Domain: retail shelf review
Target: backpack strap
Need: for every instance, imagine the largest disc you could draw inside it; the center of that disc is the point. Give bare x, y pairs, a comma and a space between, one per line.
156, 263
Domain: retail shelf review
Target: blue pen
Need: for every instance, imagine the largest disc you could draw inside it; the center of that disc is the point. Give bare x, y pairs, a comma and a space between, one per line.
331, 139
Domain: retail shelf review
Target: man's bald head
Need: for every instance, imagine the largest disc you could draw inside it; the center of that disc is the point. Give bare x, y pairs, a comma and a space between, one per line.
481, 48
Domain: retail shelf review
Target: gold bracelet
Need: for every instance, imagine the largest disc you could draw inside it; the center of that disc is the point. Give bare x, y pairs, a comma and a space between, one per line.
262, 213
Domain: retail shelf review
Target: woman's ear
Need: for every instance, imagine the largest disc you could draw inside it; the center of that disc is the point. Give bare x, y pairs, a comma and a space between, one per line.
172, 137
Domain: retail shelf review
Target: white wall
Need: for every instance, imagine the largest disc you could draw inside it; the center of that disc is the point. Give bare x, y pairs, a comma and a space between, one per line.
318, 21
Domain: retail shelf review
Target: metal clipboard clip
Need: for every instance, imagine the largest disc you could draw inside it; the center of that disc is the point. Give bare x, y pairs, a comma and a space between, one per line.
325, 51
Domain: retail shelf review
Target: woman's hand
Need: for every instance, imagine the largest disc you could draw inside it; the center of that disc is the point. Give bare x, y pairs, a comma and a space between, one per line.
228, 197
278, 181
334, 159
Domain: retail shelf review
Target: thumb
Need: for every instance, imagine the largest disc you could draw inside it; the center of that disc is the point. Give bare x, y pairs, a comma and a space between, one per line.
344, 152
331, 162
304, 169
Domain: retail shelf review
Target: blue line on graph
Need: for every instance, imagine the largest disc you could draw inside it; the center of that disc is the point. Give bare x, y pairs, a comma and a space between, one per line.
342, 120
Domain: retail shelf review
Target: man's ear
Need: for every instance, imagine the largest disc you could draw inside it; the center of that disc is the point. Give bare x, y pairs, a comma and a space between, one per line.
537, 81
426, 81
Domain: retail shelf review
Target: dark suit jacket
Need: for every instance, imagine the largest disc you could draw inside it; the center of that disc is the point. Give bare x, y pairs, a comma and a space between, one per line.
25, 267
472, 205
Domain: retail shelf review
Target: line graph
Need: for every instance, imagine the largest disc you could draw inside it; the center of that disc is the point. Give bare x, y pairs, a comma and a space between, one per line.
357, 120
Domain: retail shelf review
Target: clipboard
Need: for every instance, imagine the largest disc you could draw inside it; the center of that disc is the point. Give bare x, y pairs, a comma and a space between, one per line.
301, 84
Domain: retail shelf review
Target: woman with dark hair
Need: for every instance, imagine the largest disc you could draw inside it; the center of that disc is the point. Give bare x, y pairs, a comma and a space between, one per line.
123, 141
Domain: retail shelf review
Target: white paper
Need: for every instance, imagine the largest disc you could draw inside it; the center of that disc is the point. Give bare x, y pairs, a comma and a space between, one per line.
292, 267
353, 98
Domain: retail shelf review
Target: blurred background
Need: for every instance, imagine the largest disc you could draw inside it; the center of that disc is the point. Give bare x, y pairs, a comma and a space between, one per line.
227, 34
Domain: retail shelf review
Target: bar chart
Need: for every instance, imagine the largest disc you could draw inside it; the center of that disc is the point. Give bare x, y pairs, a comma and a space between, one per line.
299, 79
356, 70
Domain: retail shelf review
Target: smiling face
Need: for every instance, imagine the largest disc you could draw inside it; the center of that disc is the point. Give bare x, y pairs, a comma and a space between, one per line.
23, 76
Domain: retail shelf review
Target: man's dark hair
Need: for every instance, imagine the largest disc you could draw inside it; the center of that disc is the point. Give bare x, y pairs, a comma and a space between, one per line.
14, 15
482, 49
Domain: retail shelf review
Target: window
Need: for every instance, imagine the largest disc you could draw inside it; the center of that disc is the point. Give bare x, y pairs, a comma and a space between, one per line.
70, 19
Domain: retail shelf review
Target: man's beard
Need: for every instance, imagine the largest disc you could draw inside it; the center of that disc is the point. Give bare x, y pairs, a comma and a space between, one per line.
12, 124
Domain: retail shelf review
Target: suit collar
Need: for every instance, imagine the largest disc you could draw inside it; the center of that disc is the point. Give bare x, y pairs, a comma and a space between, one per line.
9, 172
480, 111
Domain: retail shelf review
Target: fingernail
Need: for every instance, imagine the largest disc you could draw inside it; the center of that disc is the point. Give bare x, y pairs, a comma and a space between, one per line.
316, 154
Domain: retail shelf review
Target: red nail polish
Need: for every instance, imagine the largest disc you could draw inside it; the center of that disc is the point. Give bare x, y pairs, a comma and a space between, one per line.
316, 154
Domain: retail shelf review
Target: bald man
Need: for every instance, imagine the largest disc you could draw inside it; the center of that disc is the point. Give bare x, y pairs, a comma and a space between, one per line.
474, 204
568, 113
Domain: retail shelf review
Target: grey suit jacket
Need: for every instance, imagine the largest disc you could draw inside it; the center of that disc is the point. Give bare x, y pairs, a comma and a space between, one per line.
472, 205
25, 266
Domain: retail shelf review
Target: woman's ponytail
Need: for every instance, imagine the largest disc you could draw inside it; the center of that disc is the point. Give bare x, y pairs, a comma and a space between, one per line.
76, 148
##########
- **Work task**:
Your task is to print the whole listing again exactly.

- **Answer to this task**:
Domain: retail shelf review
Target: backpack strap
Need: for every instance, imagine the largest disc you could draw inside it; the center of that disc is the point. Give bare x, y pairs, a comma and a space between, one per line.
156, 263
Domain: retail shelf review
Target: blue pen
Need: for every instance, imagine the largest disc you could draw inside it; the center of that disc is the point. Give bare x, y pairs, a comma and a space between, one per line.
331, 139
Domain: retail shelf review
Target: man's bald head
Need: for every instance, imagine the largest disc you could draw inside it; the center of that disc is the point. Give bare x, y pairs, a comma and a space between, one per line.
481, 48
Domain: retail shelf review
Target: gold bracelet
Need: for every instance, imagine the largest disc you could draw inside it; the center of that disc is the point. Give bare x, y pairs, a comma and a space between, one per line.
262, 213
Domain: retail shelf review
Target: woman's ear
Need: for every instance, imagine the largest disc you could draw inside it; the center of that disc is the point. Give bare x, y pairs, a comma and a space between, one per line.
172, 137
Domain: retail shelf review
Target: white wall
Need: for every instance, imagine the largest disc you could draw inside it; the center of that disc is the point. Give bare x, y pairs, a comma and a space between, one per line.
318, 21
Domain: retail shelf review
Target: metal clipboard clip
Need: for every instance, imagine the largest disc you could draw inside it; the center of that disc is the point. Give bare x, y pairs, a comma and a space between, one per line.
325, 51
Domain: retail shelf review
Target: woman's hand
Need: for every instance, imagine the largest disc you could draw inside it; the center of that disc is the point. Give bare x, y pairs, a comma and a space between, one per line.
228, 197
278, 181
334, 159
Domain: retail shelf review
Target: thumb
Need: for every instance, imagine the largest disc you could draw inside it; the center of that disc is the point. Give bare x, y pairs, a comma and a space between, one per line.
344, 152
331, 162
304, 169
Domain: retail shelf review
Target: blue line on graph
Need: for every instance, imagine the largest disc you could draw inside it; the center of that disc is the point. Give bare x, y pairs, a comma and a space between, one per line.
342, 120
Domain: retail shelf review
Target: man's ear
Need: for every instance, imagine the largest disc you could draw inside it; the center of that disc is the point. Give bare x, y pairs, a comma and a space between, one per line.
537, 81
426, 81
Domain: retail shelf review
Target: dark suit jacket
Need: for every instance, imagine the largest disc you could draw inside it; the center of that disc is the point. Give bare x, y pairs, a comma and a space between, one per line.
25, 267
472, 205
Domain: retail shelf review
Target: line graph
Need: for every instance, imagine the largest disc you could draw inside it; the center of that disc is the point. Give bare x, y pairs, a comma and a space between, one per line.
357, 120
Domain: retail shelf review
Target: clipboard
Need: for every instance, imagine the largest disc you could draw inside it; the center of that disc is the point. Give bare x, y pairs, a comma and a space between, one per line.
301, 84
Domain: retail shelf review
Target: woman with dark hair
Need: for every instance, imagine the largest disc you could draw inside it; the center of that disc is the point. Give bare x, y pairs, a comma and a space between, one per line.
123, 141
Domain: retail shelf review
Target: white paper
Need: for every instance, imagine the largest disc you could draw inside it; the center of that disc is the point. Give bare x, y pairs, a comma and a space between, one per line.
292, 267
353, 98
Domain: retail shelf review
Target: blurred background
Need: for every instance, imagine the largest disc you could draw inside it; the center of that disc is the point. Give bare x, y pairs, a comma and a space between, one per line.
227, 34
Domain: retail shelf review
Target: bar chart
Need: for every instance, imagine the largest disc you could draw inside it; the center of that disc is the point. Give bare x, y pairs, a comma and a space between, one per line.
299, 79
356, 70
Domain: retail shelf review
Target: smiling face
Need: for every instance, imagine the largest disc you could draw inside it; the center of that disc is the point. Give bare x, y pairs, a comma and a space between, one per line.
23, 76
Domain: retail shelf review
Target: man's dark hair
Need: for every instance, imagine the largest disc you could draw inside it; the center of that disc is the point. Give bare x, y pairs, a comma and a space between, one per line.
14, 15
482, 49
Domain: retail shelf review
Target: window
Need: for every instance, imagine the largest disc you could draw inside it; the center of that disc is the point. Give bare x, y pairs, a comma and a space between, one per line.
70, 19
Domain: retail shelf review
Target: man's beard
Need: for every instance, imagine the largest disc you could draw inside it; the center of that disc is the point. Give bare x, y pairs, a comma and a space between, one per line.
12, 124
Domain: retail shelf review
Target: suit collar
Need: for every instance, imagine the largest disc you could draw inside it; the center of that disc is the point. Give bare x, y pairs, a comma and a space between, one per line.
9, 172
480, 111
Domain: retail shelf review
Target: fingernail
Need: for every instance, imagine the largest disc you could draw inside it; the center of that disc is the point. Give bare x, y pairs, a comma and a space between, one per line.
316, 154
Domain: retail shelf review
Target: red nail polish
Need: for every instance, imagine the largest disc you could draw inside it; the center of that disc is the point. Give bare x, y pairs, a comma and a space between, one per line.
316, 154
Domain: retail shelf review
Target: bald man
Need: for every instance, imagine the largest disc you could draw inside it; the center of that disc is the point. Give bare x, y pairs, a comma and a space between, one per line.
474, 204
568, 113
Domain: retail shelf review
Target: grey suit jacket
Need: for every instance, imagine the largest disc you could draw inside it; the center of that disc is the point. Give bare x, y pairs, a comma and a space between, one per line.
472, 205
25, 266
Domain: retail shelf review
Target: woman's ponytail
Need: for every instance, imagine the largest disc you could draw inside it; the center of that disc is the point. Give bare x, y pairs, a comma and a space between, one per line.
76, 148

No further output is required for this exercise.